BEGIN Exercise material

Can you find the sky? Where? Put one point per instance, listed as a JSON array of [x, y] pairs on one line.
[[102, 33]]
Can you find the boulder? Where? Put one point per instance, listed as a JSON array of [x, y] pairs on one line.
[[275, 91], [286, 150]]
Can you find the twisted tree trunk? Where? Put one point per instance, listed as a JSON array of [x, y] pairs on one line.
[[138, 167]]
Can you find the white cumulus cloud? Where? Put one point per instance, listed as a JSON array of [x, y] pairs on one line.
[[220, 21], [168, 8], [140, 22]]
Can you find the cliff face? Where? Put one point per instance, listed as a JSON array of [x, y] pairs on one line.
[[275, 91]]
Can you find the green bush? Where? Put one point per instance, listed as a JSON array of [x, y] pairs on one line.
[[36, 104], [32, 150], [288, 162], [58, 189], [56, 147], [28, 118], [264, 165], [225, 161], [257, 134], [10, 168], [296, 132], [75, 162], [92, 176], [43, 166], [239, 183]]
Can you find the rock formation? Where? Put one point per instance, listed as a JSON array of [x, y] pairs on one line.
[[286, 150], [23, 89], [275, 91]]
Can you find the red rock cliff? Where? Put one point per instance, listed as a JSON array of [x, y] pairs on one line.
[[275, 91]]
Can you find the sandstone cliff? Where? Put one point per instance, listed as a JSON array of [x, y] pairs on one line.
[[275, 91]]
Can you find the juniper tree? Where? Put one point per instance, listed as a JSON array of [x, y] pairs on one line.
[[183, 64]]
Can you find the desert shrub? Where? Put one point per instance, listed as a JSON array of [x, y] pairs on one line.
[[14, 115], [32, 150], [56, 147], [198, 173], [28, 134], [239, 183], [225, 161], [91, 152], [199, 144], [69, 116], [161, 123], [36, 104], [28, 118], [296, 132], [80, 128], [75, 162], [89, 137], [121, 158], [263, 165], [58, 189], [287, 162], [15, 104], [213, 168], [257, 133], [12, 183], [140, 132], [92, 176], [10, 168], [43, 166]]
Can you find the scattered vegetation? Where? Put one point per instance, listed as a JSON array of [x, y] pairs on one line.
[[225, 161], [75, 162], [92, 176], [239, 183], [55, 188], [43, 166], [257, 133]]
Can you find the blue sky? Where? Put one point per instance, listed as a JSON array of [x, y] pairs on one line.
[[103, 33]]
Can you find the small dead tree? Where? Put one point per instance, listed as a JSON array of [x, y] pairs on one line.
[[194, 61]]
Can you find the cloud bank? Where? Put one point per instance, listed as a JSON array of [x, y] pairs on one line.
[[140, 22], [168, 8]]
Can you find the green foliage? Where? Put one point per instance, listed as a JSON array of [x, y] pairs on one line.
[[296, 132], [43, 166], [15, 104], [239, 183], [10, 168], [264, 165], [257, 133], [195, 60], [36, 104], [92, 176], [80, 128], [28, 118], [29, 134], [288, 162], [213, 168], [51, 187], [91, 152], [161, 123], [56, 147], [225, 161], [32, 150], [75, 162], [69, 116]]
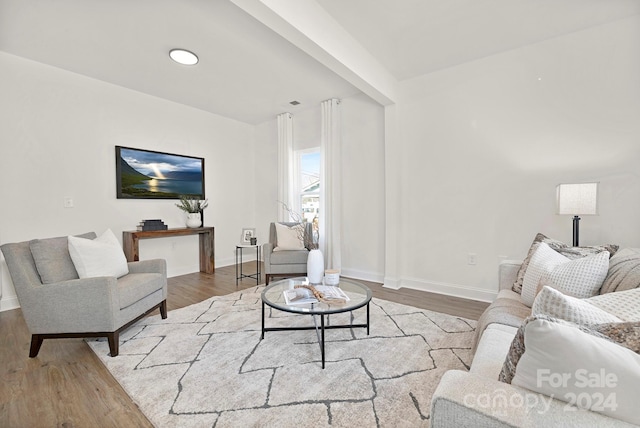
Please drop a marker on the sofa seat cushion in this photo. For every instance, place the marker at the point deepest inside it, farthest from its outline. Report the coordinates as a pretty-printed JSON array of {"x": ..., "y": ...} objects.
[
  {"x": 506, "y": 311},
  {"x": 623, "y": 304},
  {"x": 492, "y": 350},
  {"x": 289, "y": 257},
  {"x": 566, "y": 362},
  {"x": 509, "y": 294},
  {"x": 52, "y": 258},
  {"x": 136, "y": 286}
]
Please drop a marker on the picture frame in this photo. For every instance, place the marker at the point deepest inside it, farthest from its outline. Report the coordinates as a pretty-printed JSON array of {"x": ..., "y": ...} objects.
[
  {"x": 247, "y": 234},
  {"x": 148, "y": 174}
]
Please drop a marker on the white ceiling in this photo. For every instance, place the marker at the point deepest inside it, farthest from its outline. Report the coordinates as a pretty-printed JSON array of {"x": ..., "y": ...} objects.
[{"x": 248, "y": 71}]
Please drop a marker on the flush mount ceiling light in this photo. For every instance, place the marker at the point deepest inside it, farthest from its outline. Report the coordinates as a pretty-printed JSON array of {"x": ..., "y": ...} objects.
[{"x": 184, "y": 57}]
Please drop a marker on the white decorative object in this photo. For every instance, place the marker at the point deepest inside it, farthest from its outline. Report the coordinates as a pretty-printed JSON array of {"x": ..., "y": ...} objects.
[
  {"x": 102, "y": 256},
  {"x": 332, "y": 277},
  {"x": 315, "y": 266},
  {"x": 194, "y": 220}
]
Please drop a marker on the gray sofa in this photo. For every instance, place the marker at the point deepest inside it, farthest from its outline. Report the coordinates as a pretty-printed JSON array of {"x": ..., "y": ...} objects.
[
  {"x": 477, "y": 399},
  {"x": 73, "y": 307}
]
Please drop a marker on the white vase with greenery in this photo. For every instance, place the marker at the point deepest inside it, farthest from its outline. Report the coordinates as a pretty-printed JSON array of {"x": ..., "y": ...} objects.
[
  {"x": 315, "y": 266},
  {"x": 193, "y": 207}
]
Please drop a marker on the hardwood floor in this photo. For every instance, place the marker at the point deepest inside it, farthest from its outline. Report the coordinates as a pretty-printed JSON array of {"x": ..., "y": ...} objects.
[{"x": 66, "y": 385}]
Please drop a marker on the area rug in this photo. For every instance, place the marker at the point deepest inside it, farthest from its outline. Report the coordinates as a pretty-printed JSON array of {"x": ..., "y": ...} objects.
[{"x": 205, "y": 366}]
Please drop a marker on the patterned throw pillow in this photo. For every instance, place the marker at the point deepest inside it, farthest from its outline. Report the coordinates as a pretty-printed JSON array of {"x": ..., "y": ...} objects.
[
  {"x": 623, "y": 304},
  {"x": 624, "y": 271},
  {"x": 544, "y": 260},
  {"x": 555, "y": 244},
  {"x": 580, "y": 278},
  {"x": 625, "y": 334},
  {"x": 552, "y": 303},
  {"x": 571, "y": 253},
  {"x": 550, "y": 348}
]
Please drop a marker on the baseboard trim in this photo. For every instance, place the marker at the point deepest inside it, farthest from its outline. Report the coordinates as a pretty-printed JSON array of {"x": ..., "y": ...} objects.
[
  {"x": 362, "y": 275},
  {"x": 454, "y": 290}
]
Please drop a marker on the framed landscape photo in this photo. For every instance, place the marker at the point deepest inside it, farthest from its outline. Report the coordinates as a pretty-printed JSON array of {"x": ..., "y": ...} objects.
[
  {"x": 147, "y": 174},
  {"x": 247, "y": 234}
]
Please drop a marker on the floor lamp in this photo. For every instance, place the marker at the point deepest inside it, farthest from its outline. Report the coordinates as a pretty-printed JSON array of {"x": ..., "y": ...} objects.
[{"x": 577, "y": 199}]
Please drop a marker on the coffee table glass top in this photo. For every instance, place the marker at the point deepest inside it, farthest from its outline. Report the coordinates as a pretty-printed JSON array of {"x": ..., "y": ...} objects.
[{"x": 359, "y": 295}]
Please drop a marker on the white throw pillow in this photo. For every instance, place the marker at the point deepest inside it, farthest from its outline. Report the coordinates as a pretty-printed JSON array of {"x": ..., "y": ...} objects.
[
  {"x": 553, "y": 303},
  {"x": 581, "y": 278},
  {"x": 543, "y": 260},
  {"x": 623, "y": 304},
  {"x": 570, "y": 365},
  {"x": 102, "y": 256},
  {"x": 289, "y": 238}
]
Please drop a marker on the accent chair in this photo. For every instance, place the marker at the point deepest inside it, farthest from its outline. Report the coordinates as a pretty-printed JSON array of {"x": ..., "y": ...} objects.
[
  {"x": 286, "y": 263},
  {"x": 57, "y": 304}
]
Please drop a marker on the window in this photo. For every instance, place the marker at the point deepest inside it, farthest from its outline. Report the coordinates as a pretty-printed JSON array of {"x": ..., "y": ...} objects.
[{"x": 308, "y": 186}]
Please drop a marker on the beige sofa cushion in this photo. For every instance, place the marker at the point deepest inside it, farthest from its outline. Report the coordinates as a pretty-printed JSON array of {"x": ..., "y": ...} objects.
[{"x": 582, "y": 368}]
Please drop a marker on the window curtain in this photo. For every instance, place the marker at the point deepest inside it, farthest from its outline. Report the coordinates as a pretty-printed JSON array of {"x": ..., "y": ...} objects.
[
  {"x": 285, "y": 165},
  {"x": 331, "y": 179}
]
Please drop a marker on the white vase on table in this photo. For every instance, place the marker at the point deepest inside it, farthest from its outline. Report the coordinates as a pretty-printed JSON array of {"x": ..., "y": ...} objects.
[
  {"x": 315, "y": 266},
  {"x": 194, "y": 220}
]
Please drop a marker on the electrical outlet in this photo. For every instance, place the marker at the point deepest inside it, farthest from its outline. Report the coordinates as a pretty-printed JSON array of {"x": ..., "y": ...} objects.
[{"x": 472, "y": 259}]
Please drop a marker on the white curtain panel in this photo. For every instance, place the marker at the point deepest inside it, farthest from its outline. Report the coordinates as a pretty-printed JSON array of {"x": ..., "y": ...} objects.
[
  {"x": 330, "y": 181},
  {"x": 285, "y": 165}
]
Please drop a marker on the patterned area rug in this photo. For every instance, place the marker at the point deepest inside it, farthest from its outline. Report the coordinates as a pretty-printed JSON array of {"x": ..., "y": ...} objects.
[{"x": 205, "y": 366}]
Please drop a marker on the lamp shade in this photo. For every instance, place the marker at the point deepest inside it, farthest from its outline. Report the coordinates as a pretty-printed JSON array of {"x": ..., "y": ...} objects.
[{"x": 578, "y": 199}]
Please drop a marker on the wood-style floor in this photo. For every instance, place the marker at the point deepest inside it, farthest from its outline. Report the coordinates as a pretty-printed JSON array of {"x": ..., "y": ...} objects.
[{"x": 66, "y": 385}]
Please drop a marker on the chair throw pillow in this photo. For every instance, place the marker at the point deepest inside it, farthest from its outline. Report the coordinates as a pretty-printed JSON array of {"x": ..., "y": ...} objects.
[
  {"x": 551, "y": 302},
  {"x": 289, "y": 238},
  {"x": 584, "y": 368},
  {"x": 580, "y": 278},
  {"x": 102, "y": 256},
  {"x": 571, "y": 253},
  {"x": 553, "y": 243},
  {"x": 623, "y": 304},
  {"x": 624, "y": 271},
  {"x": 52, "y": 258},
  {"x": 544, "y": 260}
]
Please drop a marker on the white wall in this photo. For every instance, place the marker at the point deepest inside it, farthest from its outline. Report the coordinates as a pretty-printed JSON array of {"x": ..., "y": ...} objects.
[
  {"x": 482, "y": 146},
  {"x": 58, "y": 131}
]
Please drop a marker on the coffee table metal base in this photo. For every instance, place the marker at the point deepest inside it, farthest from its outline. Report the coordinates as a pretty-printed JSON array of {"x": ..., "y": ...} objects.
[{"x": 319, "y": 331}]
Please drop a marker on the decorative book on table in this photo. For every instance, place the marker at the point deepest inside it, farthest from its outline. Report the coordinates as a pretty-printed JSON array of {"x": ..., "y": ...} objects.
[{"x": 301, "y": 295}]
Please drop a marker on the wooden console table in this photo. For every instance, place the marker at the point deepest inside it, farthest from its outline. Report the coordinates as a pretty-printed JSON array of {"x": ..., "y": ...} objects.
[{"x": 207, "y": 263}]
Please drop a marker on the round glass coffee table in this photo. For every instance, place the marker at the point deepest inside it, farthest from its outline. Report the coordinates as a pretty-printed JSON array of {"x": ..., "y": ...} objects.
[{"x": 358, "y": 295}]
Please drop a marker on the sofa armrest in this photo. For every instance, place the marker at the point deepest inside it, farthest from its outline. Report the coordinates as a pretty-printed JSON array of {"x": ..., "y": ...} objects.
[
  {"x": 508, "y": 273},
  {"x": 149, "y": 266},
  {"x": 78, "y": 305},
  {"x": 464, "y": 399}
]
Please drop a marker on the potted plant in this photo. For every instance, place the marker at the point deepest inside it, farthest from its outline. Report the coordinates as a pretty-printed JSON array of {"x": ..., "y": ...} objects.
[{"x": 193, "y": 207}]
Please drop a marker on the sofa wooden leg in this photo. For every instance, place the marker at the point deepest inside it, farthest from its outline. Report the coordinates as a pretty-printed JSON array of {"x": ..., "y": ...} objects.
[
  {"x": 114, "y": 339},
  {"x": 36, "y": 343},
  {"x": 163, "y": 309}
]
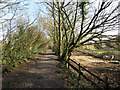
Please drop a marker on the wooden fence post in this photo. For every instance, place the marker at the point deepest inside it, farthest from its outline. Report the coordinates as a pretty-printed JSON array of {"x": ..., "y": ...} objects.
[
  {"x": 106, "y": 83},
  {"x": 79, "y": 72}
]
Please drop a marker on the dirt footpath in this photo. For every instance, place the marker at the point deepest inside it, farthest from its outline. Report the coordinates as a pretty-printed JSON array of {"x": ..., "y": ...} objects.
[
  {"x": 40, "y": 73},
  {"x": 100, "y": 68}
]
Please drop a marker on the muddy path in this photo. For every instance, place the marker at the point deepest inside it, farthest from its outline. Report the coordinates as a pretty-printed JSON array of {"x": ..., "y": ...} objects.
[{"x": 40, "y": 73}]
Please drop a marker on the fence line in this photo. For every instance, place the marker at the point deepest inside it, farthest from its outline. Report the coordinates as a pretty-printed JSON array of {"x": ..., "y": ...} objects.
[{"x": 81, "y": 73}]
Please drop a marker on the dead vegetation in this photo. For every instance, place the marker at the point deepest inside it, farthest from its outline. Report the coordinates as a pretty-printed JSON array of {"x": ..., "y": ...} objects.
[{"x": 100, "y": 68}]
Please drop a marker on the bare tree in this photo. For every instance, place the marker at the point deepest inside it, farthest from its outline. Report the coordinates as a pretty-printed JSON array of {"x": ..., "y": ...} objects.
[{"x": 79, "y": 23}]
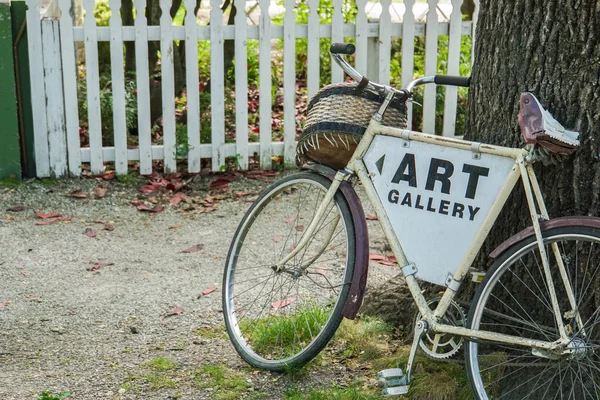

END Exercise material

◆ Task prompt
Please copy the lines exactly, beginning at the one containing "Please drop a marker on the muddy" and ending at the last line of the records above, both included, with the pictures left out.

◆ Written solution
Please drop a marker on the muddy path in this photo. For every instance, place the marker at the point deepest inside it, farthest from its outline. Report the coordinates as a pretty-printed JSON array of {"x": ..., "y": ...} objects.
[{"x": 40, "y": 73}]
Please drop a marker on the fence line in this photo. For every instance, place the marker at the point deepest inside it, farthest from its outline. Report the coordinates as a pretty-printed JSON array of {"x": ..., "y": ...} objects.
[{"x": 81, "y": 73}]
Please drop a marker on the dead vegetation in this photo. For every instance, place the marker at the point deepest inside it, farthest from its outline. Report the coordinates as a pretty-printed JSON array of {"x": ..., "y": ...} objects.
[{"x": 100, "y": 68}]
Please drop a marker on the bare tree in this photo. For every instance, place the marker at the point deepest inside it, farthest from its outline. Report the coordinates as a pretty-printed JSON array of {"x": ..., "y": ...} objects.
[{"x": 79, "y": 23}]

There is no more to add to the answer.